### Data supplied ###
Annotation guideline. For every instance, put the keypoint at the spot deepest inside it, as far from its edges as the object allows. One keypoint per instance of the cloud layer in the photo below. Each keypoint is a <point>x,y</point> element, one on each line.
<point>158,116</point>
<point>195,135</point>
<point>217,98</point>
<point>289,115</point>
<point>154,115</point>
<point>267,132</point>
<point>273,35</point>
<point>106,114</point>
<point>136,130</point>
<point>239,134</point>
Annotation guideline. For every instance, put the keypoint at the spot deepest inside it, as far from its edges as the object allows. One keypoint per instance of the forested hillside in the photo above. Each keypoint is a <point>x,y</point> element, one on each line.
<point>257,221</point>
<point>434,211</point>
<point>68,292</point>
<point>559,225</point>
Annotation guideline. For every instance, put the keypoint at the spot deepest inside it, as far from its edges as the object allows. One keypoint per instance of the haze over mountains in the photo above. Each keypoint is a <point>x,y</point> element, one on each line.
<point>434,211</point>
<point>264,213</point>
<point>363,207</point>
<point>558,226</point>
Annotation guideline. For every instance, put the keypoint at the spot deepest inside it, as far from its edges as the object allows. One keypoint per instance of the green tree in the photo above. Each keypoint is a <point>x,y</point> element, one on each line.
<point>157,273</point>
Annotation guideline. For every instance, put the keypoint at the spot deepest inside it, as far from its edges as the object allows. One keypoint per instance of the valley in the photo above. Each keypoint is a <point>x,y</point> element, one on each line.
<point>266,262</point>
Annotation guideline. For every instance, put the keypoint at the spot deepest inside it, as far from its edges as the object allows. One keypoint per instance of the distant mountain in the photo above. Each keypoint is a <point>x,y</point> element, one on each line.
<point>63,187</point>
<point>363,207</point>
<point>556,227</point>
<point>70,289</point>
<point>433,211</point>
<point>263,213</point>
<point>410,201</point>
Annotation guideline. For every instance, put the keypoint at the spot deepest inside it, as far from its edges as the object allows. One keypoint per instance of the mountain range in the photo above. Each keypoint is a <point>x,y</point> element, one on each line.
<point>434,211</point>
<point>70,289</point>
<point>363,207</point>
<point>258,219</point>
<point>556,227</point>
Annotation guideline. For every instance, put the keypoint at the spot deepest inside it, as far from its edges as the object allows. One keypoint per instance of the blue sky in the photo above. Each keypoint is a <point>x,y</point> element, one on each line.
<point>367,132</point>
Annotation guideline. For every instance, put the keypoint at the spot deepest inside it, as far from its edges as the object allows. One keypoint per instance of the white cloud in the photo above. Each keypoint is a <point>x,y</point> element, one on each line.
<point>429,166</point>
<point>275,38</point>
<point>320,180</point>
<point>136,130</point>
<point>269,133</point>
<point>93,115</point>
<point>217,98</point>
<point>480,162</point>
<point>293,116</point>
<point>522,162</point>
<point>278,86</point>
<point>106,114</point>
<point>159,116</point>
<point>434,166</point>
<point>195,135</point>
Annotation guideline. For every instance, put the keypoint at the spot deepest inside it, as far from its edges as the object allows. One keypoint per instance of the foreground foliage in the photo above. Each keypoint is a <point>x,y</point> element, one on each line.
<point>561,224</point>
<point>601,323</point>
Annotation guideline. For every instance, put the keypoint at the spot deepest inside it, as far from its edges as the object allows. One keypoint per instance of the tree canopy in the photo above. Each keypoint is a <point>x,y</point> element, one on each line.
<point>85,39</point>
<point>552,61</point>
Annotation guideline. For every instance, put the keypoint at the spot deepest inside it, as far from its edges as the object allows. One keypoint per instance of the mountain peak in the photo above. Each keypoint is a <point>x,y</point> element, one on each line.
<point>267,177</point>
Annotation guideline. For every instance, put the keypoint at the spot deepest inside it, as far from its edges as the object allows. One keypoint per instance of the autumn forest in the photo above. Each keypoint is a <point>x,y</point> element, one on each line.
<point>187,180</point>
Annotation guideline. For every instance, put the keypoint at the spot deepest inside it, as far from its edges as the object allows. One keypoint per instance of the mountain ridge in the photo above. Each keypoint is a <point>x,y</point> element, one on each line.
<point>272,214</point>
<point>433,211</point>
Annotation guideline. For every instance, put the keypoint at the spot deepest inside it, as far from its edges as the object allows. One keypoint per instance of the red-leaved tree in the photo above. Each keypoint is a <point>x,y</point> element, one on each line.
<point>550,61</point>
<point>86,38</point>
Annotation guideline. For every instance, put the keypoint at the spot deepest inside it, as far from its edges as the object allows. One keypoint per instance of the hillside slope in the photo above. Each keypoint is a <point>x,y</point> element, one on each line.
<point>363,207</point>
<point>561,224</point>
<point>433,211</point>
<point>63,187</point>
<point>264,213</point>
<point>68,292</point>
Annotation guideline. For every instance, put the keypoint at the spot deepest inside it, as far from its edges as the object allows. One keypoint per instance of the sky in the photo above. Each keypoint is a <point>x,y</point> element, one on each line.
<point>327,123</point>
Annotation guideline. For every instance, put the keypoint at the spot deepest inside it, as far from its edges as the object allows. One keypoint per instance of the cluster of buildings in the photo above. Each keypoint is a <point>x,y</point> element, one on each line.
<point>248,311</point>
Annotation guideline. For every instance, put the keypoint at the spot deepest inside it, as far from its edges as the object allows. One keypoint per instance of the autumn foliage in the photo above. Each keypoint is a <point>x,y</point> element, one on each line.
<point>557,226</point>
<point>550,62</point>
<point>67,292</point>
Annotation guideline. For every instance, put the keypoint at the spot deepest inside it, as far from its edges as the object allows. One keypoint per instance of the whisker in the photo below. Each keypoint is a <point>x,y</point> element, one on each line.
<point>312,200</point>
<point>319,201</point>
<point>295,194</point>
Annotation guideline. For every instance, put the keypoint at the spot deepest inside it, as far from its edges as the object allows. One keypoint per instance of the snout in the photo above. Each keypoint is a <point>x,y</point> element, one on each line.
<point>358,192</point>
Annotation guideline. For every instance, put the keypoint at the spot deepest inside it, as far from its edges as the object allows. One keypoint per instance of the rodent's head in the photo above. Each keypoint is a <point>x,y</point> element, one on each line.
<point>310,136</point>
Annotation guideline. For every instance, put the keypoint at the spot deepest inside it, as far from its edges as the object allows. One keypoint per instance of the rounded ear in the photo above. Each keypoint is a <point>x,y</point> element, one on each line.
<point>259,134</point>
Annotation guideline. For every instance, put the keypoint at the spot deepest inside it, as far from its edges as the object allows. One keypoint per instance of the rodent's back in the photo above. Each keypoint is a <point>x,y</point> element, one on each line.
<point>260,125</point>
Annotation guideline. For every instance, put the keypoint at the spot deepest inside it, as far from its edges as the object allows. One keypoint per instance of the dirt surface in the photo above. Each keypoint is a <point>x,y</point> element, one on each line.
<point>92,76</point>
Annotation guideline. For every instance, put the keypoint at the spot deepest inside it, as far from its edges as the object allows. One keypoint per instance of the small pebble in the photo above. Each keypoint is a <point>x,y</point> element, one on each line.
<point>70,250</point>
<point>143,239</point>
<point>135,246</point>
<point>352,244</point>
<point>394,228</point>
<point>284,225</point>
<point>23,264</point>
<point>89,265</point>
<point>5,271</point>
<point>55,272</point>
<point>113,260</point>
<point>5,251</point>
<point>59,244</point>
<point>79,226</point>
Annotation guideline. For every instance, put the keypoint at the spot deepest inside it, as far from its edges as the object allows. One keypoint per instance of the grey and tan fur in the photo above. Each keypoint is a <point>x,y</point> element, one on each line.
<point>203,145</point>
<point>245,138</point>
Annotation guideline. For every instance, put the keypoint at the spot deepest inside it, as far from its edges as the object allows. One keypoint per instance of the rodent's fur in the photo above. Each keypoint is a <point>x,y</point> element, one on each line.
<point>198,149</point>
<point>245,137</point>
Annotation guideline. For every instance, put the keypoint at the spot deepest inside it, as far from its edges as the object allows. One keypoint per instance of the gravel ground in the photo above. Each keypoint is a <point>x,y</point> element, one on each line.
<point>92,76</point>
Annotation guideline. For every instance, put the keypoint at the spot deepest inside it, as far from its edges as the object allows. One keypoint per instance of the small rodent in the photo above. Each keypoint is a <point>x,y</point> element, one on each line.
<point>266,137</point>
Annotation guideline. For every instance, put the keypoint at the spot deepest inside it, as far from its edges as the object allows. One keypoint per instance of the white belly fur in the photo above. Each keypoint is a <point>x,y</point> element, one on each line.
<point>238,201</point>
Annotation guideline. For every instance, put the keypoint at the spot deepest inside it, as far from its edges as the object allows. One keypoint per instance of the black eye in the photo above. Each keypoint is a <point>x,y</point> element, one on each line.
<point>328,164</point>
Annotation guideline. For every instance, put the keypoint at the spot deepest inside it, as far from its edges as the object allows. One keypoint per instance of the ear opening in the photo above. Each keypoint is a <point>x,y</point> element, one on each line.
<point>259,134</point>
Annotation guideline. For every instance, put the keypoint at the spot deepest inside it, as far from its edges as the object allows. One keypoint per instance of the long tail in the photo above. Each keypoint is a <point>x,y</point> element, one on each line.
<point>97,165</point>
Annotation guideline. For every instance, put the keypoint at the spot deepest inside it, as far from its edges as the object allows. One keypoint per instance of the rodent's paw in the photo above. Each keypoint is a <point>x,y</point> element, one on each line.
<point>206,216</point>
###
**Action item**
From the line containing "of the black" down to the end of the listing above, return each line exactly as it appears and nothing more.

**Solution for this problem**
Annotation guideline. For every instance, put the keypoint at the spot deepest inside it, as far from its edges as the object allows. One keypoint per instance of the black eye in the photo above. Each keypoint is a <point>x,y</point> element, one on each line.
<point>328,164</point>
Annotation guideline. For every instance, put the keypoint at the spot deepest inside it, as far from its edges as the object allows. One keypoint per instance of the ear opening in the photo above. Each keypoint is a <point>x,y</point> element, one on each line.
<point>259,134</point>
Annotation guideline. For every instance, put the keypoint at the spot deepest inside it, as far from its edges as the object allows. One keypoint per instance of the long tail in the photo above. Each keypoint is a <point>x,y</point> element, one on each line.
<point>97,165</point>
Annotation guideline. For every instance, put the keypoint at the spot deepest inside it, as far from its edges as the object allows. One keypoint per instance of the rodent's paw in the photo above. Each keypoint is a <point>x,y</point> element, one on each line.
<point>206,216</point>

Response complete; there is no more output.